Dataset entries
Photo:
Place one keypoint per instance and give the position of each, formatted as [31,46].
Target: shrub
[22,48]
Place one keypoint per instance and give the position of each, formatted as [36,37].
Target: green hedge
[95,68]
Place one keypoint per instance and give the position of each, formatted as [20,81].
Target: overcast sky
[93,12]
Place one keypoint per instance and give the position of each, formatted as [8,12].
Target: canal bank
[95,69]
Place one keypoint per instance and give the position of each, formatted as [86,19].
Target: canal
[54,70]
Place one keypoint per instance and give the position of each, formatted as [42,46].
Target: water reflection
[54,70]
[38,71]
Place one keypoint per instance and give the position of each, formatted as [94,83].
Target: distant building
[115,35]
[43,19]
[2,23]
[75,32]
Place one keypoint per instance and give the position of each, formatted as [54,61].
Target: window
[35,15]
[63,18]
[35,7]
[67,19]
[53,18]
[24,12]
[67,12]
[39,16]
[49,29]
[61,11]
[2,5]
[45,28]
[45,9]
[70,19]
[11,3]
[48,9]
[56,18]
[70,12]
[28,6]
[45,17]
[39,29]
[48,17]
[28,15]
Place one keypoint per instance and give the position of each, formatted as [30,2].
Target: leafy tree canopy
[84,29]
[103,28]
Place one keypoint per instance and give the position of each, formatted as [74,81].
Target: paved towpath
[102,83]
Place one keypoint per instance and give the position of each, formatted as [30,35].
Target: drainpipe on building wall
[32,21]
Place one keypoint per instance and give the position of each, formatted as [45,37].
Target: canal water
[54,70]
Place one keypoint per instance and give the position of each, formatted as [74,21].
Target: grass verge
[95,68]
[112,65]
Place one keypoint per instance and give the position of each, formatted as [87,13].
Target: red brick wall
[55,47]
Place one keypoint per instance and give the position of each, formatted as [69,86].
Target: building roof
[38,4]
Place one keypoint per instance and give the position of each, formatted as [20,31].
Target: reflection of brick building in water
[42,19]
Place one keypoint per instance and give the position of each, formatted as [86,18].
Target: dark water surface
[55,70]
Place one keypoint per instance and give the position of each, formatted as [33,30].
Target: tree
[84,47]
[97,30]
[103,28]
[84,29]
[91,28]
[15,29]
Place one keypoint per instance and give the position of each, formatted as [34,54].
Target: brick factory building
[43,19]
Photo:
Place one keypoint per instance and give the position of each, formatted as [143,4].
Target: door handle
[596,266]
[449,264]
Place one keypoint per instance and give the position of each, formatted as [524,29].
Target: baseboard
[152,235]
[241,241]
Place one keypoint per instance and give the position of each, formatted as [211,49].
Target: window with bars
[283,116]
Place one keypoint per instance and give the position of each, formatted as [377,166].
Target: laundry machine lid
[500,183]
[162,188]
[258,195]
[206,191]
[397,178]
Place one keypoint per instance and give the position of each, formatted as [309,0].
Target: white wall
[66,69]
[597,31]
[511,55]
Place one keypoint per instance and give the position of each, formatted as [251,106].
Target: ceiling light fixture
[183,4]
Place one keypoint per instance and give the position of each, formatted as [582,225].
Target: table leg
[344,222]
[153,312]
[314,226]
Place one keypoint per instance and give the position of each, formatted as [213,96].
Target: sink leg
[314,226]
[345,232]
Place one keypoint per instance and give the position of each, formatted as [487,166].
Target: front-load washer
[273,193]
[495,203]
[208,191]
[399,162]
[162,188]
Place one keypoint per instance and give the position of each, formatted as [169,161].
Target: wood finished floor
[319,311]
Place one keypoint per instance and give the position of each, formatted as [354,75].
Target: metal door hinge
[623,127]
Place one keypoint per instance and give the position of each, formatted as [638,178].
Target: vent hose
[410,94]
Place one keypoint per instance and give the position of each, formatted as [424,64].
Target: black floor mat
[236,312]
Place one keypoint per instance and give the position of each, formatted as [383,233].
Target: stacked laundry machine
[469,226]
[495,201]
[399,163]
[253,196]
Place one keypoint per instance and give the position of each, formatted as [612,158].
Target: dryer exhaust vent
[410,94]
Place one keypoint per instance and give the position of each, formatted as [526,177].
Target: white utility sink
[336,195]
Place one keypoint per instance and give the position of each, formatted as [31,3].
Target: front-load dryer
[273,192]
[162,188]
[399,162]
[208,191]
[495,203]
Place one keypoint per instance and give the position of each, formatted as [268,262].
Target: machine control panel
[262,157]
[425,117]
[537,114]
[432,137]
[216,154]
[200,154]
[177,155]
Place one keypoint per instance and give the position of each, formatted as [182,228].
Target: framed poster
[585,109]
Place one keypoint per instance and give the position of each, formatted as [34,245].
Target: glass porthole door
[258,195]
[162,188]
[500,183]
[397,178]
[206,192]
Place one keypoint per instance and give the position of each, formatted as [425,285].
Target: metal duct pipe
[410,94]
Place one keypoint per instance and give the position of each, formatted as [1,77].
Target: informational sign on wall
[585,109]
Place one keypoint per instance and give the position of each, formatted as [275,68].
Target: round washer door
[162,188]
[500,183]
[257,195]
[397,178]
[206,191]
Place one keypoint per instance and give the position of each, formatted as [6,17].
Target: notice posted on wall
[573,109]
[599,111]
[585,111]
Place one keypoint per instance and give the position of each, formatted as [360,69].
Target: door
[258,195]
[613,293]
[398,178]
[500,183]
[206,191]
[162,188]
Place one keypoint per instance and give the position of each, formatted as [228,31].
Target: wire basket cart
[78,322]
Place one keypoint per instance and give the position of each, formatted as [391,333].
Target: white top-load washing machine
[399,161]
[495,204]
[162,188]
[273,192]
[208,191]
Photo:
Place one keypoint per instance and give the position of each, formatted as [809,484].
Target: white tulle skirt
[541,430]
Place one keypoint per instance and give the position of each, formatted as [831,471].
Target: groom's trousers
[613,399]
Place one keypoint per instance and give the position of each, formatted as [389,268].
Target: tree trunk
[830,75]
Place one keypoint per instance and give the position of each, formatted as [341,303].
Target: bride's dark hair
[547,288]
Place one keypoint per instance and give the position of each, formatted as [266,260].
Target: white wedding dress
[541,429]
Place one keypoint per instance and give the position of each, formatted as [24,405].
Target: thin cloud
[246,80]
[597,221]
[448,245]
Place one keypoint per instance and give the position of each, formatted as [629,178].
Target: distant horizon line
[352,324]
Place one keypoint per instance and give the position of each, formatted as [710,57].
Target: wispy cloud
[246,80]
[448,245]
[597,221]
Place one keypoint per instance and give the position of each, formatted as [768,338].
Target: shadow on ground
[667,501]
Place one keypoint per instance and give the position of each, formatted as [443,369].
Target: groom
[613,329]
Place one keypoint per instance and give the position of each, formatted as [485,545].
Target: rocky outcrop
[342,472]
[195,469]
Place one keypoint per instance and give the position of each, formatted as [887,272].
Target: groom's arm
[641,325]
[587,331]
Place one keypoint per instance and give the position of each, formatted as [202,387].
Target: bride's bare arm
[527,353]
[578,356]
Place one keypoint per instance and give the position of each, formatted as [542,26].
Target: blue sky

» **Required work**: The answer should contain every line of the data, unchanged.

» **Response to this task**:
Photo:
Place one keypoint per instance and give the position of each, formatted as [31,46].
Target: shrub
[22,48]
Place one keypoint per instance and give the position of each, formatted as [36,37].
Target: green hedge
[95,68]
Place one keypoint per instance and give the position of each, formatted as [20,81].
Target: overcast sky
[93,12]
Place one keypoint per instance and give the position of each, formatted as [8,12].
Target: canal bank
[95,69]
Place one keypoint per instance and give the position of each, formatted as [86,19].
Target: canal
[54,70]
Place one keypoint per instance and give the position of each, formatted as [42,46].
Target: water reflection
[54,70]
[38,71]
Place one keypoint per instance and give the position of each, formatted as [94,83].
Target: distant building
[115,35]
[43,19]
[2,23]
[75,32]
Place one keypoint per instance and give the position of each, formatted as [54,61].
Target: window
[35,15]
[63,18]
[35,7]
[67,19]
[53,18]
[24,12]
[67,12]
[39,16]
[49,29]
[61,11]
[2,5]
[45,28]
[45,9]
[70,19]
[11,3]
[48,9]
[56,18]
[70,12]
[28,6]
[45,17]
[39,29]
[48,17]
[28,15]
Place one keypoint per instance and give the position of each, formatted as [30,2].
Target: leafy tree canopy
[84,29]
[103,28]
Place one keypoint per instance and give the position of each, formatted as [74,81].
Target: paved towpath
[102,83]
Place one keypoint per instance and give the position of each, formatted as [30,35].
Target: drainpipe on building wall
[32,21]
Place one keypoint per instance and give the position of each, formatted as [45,37].
Target: canal water
[54,70]
Place one keypoint per instance and give the position of each, formatted as [74,21].
Target: grass verge
[95,68]
[112,65]
Place one keypoint per instance and give the position of each, formatted as [87,13].
Target: red brick wall
[55,47]
Place one keypoint per instance and give the position of each, formatted as [69,86].
Target: building roof
[38,4]
Place one keypoint per instance and give the position of each, formatted as [20,31].
Target: reflection of brick building in water
[42,19]
Place one keypoint per instance and give the position of each, formatted as [86,18].
Target: dark water surface
[55,70]
Place one keypoint per instance and give the position of each, formatted as [33,30].
Target: tree
[84,47]
[97,30]
[103,28]
[84,29]
[91,28]
[15,29]
Place one keypoint per instance and give the position of each, formatted as [34,54].
Target: brick factory building
[43,19]
Photo:
Place one keypoint per instance and give the position of each, formatted as [143,4].
Target: door handle
[596,266]
[449,264]
Place one keypoint per instance and give the position of each, formatted as [524,29].
Target: baseboard
[152,235]
[241,241]
Place one keypoint per instance and give the position of each, formatted as [211,49].
Target: window with bars
[283,116]
Place one keypoint per instance and give the position of each, formatted as [377,166].
Target: laundry machine lid
[500,183]
[162,188]
[258,195]
[206,191]
[397,178]
Place one keypoint per instance and give the position of each, formatted as [309,0].
Target: white wall
[66,69]
[597,31]
[511,55]
Place one keypoint per instance and give the position of each, formatted as [251,106].
Target: ceiling light fixture
[183,4]
Place one keypoint per instance and give the position of each, formatted as [582,225].
Target: table leg
[344,222]
[153,312]
[314,226]
Place one keypoint per instance and give the position of each, formatted as [213,96].
Target: sink leg
[314,226]
[345,232]
Place one keypoint per instance and give the position of each, formatted as [487,166].
Target: front-load washer
[273,193]
[495,203]
[208,191]
[399,162]
[162,188]
Place one keypoint per instance and give the position of each, formatted as [169,161].
Target: wood finished floor
[319,311]
Place one keypoint per instance and give the position of each, formatted as [354,75].
Target: metal door hinge
[623,127]
Place one keypoint per instance and give the position of each, formatted as [638,178].
Target: vent hose
[410,94]
Place one keypoint per instance and give the position of each, formatted as [424,64].
Target: black floor mat
[236,312]
Place one keypoint per instance and give the position of each, formatted as [383,233].
Target: stacked laundry machine
[469,226]
[495,201]
[399,163]
[253,196]
Place one keypoint per instance and give the position of each, formatted as [612,158].
Target: dryer exhaust vent
[410,94]
Place one keypoint per instance and give the position of each, formatted as [526,177].
Target: white utility sink
[336,195]
Place one keypoint per instance and give the position of each, formatted as [31,3].
Target: front-load dryer
[273,192]
[162,188]
[399,162]
[208,191]
[495,203]
Place one keypoint per instance and give the position of each, formatted as [268,262].
Target: machine control panel
[262,157]
[425,117]
[537,114]
[432,137]
[216,154]
[200,154]
[177,155]
Place one keypoint per instance and give the position of each, formatted as [182,228].
Target: framed poster
[585,109]
Place one keypoint per instance and give the position of each, formatted as [34,245].
Target: glass porthole door
[258,195]
[162,188]
[500,183]
[397,178]
[206,192]
Place one keypoint per instance and give the position of each, formatted as [425,285].
Target: metal duct pipe
[410,94]
Place one keypoint per instance and give the position of each, formatted as [1,77].
Target: informational sign on wall
[585,109]
Place one keypoint per instance and give the position of each, formatted as [275,68].
Target: round washer door
[162,188]
[500,183]
[257,195]
[397,178]
[206,191]
Place one keypoint per instance and give the position of each, formatted as [6,17].
Target: notice posted on wall
[573,109]
[599,111]
[585,111]
Place one keypoint per instance and give the position of each, formatted as [360,69].
Target: door
[258,195]
[613,293]
[398,178]
[500,183]
[206,191]
[162,188]
Place one keypoint per instance and give the position of each, formatted as [228,31].
Target: wire basket cart
[78,322]
Place one keypoint per instance and give the position of each, formatted as [391,333].
Target: white top-load washing machine
[399,161]
[495,204]
[162,188]
[273,192]
[208,191]
Photo:
Place one keypoint per instance and give the position of each, formatted as [809,484].
Target: white tulle skirt
[541,430]
Place one keypoint per instance and give the position of each, formatted as [831,471].
Target: groom's trousers
[613,399]
Place one keypoint per instance and give the position of each, formatted as [389,268].
Target: tree trunk
[830,75]
Place one keypoint per instance and give the position of each, formatted as [341,303].
Target: bride's dark hair
[547,288]
Place one keypoint per instance and give the position of each, formatted as [266,260].
Target: white wedding dress
[541,429]
Place one keypoint per instance and give the position of each, formatted as [24,405].
Target: thin cloud
[246,80]
[597,221]
[448,245]
Place one keypoint per instance and give the position of each, formatted as [629,178].
Target: distant horizon line
[352,324]
Place one keypoint per instance and give the position of each, formatted as [710,57].
Target: wispy cloud
[246,80]
[448,245]
[597,221]
Place one keypoint per instance and give the position of each, formatted as [768,338].
Target: shadow on ground
[667,501]
Place one keypoint per instance and give the position of each, formatted as [443,369].
Target: groom
[613,329]
Place one keypoint per instance and give the position of each, formatted as [485,545].
Target: rocky outcrop
[342,472]
[195,469]
Place one keypoint per instance and give the position of each, formatted as [887,272].
Target: groom's arm
[641,325]
[587,331]
Place one keypoint per instance and give the position of each, formatted as [202,387].
Target: bride's bare arm
[527,353]
[578,356]
Place one keypoint per instance and give the position of each, formatted as [542,26].
Target: blue sky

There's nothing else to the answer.